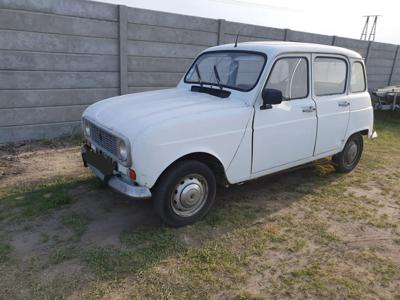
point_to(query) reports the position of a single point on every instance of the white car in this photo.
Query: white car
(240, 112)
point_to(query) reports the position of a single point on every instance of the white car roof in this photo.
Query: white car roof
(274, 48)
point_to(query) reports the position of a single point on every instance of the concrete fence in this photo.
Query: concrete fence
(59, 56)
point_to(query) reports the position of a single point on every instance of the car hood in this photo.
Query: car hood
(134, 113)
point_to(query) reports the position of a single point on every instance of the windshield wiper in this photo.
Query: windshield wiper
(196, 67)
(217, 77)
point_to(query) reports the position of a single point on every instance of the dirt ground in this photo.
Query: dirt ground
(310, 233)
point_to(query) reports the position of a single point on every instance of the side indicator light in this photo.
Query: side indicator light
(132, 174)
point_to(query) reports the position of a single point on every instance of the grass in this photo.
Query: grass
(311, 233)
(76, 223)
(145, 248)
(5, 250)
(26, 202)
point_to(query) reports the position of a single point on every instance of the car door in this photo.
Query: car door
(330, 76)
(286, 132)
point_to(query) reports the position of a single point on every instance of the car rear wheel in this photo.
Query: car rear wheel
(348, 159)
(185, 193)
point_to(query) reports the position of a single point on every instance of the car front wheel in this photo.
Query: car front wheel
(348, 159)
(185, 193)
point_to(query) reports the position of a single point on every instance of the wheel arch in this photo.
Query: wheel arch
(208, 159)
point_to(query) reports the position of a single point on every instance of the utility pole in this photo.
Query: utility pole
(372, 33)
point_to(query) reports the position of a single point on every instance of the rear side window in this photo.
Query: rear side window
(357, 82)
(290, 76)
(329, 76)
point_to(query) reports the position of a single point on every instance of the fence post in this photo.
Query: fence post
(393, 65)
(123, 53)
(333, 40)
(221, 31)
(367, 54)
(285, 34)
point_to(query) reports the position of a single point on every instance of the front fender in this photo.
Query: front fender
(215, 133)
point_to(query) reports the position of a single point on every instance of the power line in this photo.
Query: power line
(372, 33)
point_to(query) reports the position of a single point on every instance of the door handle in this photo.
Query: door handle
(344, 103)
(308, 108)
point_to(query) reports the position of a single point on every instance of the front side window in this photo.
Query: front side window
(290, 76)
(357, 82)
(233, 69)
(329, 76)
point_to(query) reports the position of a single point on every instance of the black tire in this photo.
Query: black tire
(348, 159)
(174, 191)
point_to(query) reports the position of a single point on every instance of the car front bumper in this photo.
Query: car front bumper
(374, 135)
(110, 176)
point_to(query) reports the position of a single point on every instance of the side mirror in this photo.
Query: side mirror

* * *

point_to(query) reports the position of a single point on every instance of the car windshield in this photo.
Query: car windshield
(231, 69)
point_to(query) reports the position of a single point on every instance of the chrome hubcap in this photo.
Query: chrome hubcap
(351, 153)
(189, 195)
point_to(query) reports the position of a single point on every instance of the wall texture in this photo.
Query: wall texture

_Task statement_
Starting with the line that contains "texture in this photo." and going on through the line that contains "Query: wall texture", write those lines of the data out again with "wall texture" swapped for "concrete wall" and everything else left as it is.

_Task response_
point_to(query) reports the position of a single point on every instance of the concrete wall in this photo.
Query: concrete wall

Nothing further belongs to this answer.